Advanced row condensing for Satellites
When it comes to record condensing, DISTINCT just doesn’t cut it. I’ve been meaning to post about this for ages as the earliest templates (as also posted on this site) were not flexible enough to work in all cases (which is what we strive for).
Record condensing is making sure that the data delta (differential) you process is a true delta for the specific scope. It’s about making sure no redundant records are processed into historised tables. If you have a source table that is logically split towards various target Data Warehouse entities (Hubs, Links and Satellites for instance) the change that originated the new (change / delta) transaction in the original table is not necessarily a change for a specific target. This is simply because CDC mechanisms typically consider the entire row in a source. Consider the following example:
The example shows that across the key (Customer Code) and date you can’t use a SELECT DISTINCT to minimize the recordset. It may look like you can, but what would happen when the name in this examples changes back to it’s original value? These changes would be lost.
- C17532 for 2016-07-01 was ‘Adam’
- C17532 for 2016-07-03 was changed to ‘Scott’
- C17532 for 2016-07-05 was changed back to ‘Adam’
This ‘A-B-A’ mechanism is something which requires additional logic to evaluate changes between rows in the order of the date/time. To add to the complexity: when evaluating rows you also need to look after the logical deletes as this is not a change in one of the attributes themselves, but in process attributes (e.g. the CDC attribute, logical delete indicator or equivalent). This is further explained in the SQL example a bit further down in this post.

What needs to be done:
Can you transcribe the whole row condensing post above, word for word?

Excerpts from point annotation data

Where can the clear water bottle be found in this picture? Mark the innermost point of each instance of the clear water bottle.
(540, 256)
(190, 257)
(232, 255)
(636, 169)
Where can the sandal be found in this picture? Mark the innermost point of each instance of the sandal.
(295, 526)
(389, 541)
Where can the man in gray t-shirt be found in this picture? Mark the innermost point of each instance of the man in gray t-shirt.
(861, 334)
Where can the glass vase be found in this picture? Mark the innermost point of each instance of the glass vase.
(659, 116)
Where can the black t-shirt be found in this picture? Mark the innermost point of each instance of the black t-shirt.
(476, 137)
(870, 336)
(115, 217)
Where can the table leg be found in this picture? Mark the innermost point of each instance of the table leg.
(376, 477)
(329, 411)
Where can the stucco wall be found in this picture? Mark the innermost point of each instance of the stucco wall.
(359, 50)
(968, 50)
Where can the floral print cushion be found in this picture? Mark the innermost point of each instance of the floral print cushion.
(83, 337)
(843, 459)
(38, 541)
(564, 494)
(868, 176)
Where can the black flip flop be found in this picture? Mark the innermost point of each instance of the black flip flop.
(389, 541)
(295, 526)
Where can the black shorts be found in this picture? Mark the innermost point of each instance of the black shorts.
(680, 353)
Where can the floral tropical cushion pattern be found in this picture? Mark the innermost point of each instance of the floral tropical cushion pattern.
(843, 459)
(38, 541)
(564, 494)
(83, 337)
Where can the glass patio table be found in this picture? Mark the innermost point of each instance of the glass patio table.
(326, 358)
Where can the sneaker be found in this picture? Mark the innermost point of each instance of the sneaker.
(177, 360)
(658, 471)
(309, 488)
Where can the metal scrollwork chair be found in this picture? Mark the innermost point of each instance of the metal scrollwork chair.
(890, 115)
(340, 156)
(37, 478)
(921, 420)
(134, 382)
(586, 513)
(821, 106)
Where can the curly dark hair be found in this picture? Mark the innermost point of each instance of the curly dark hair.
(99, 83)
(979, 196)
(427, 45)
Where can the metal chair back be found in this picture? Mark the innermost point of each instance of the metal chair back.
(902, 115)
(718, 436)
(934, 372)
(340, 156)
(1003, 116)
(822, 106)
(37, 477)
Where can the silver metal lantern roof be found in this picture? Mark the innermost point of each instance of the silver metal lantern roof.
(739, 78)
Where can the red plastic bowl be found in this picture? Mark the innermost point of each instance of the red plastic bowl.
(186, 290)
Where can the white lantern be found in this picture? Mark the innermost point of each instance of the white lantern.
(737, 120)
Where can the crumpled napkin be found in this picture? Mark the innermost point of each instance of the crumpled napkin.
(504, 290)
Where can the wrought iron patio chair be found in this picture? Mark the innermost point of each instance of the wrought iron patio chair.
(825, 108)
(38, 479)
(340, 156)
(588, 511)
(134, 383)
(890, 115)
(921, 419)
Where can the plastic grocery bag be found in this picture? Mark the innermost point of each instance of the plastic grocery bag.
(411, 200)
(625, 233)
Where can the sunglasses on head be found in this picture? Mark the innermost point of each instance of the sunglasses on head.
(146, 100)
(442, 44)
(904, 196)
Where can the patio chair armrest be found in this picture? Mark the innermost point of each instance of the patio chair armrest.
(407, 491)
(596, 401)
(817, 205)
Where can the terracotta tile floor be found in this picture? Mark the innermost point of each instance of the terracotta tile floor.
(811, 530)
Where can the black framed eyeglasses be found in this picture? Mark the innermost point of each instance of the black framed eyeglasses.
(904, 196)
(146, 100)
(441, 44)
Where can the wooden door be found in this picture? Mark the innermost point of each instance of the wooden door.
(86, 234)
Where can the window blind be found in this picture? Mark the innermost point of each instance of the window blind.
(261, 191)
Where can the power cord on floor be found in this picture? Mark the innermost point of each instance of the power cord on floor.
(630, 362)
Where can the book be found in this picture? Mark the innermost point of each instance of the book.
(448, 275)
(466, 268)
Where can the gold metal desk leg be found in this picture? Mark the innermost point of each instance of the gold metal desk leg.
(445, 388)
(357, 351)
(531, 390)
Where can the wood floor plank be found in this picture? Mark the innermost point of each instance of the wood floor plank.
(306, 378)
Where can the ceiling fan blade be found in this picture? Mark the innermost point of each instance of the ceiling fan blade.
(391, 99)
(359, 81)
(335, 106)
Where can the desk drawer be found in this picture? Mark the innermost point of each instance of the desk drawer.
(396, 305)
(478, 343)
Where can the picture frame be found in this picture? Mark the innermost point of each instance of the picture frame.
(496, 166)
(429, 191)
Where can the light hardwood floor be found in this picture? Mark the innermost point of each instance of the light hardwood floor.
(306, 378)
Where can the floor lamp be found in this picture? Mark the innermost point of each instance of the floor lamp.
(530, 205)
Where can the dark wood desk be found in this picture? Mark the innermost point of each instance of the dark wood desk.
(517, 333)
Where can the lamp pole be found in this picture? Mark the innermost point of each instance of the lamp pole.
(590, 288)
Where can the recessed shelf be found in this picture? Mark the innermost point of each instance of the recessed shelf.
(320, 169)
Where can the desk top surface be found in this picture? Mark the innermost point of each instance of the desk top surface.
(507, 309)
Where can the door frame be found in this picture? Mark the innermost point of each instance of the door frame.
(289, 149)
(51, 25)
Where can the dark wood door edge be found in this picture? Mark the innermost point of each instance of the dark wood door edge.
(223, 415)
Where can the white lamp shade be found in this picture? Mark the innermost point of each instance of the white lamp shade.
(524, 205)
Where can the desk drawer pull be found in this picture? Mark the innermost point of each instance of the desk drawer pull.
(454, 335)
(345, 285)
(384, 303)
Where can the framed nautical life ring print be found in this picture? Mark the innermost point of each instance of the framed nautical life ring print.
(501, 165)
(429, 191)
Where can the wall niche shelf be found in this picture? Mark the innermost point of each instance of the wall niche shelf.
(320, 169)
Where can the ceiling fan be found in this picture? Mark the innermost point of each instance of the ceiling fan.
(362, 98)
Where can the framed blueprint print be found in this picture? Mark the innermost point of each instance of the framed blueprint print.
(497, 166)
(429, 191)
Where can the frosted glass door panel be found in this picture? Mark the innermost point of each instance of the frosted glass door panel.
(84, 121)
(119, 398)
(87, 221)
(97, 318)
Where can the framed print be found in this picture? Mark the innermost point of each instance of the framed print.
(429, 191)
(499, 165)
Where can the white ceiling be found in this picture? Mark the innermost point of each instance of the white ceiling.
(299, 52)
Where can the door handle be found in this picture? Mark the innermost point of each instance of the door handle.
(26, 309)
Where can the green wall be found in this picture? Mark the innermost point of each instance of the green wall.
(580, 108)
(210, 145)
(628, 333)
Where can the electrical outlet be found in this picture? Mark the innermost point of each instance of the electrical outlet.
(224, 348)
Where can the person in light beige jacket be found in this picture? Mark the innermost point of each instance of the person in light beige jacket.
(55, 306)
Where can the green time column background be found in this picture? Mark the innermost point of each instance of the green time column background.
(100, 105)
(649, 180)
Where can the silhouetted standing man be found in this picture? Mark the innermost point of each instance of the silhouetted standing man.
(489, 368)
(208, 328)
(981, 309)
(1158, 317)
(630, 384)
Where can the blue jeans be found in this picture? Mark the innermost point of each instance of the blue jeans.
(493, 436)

Task output:
Advanced row condensing for Satellites
When it comes to record condensing, DISTINCT just doesn’t cut it. I’ve been meaning to post about this for ages as the earliest templates (as also posted on this site) were not flexible enough to work in all cases (which is what we strive for).
Record condensing is making sure that the data delta (differential) you process is a true delta for the specific scope. It’s about making sure no redundant records are processed into historised tables. If you have a source table that is logically split towards various target Data Warehouse entities (Hubs, Links and Satellites for instance) the change that originated the new (change / delta) transaction in the original table is not necessarily a change for a specific target. This is simply because CDC mechanisms typically consider the entire row in a source. Consider the following example:
The example shows that across the key (Customer Code) and date you can’t use a SELECT DISTINCT to minimize the recordset. It may look like you can, but what would happen when the name in this examples changes back to it’s original value? These changes would be lost.
- C17532 for 2016-07-01 was ‘Adam’
- C17532 for 2016-07-03 was changed to ‘Scott’
- C17532 for 2016-07-05 was changed back to ‘Adam’
This ‘A-B-A’ mechanism is something which requires additional logic to evaluate changes between rows in the order of the date/time. To add to the complexity: when evaluating rows you also need to look after the logical deletes as this is not a change in one of the attributes themselves, but in process attributes (e.g. the CDC attribute, logical delete indicator or equivalent). This is further explained in the SQL example a bit further down in this post.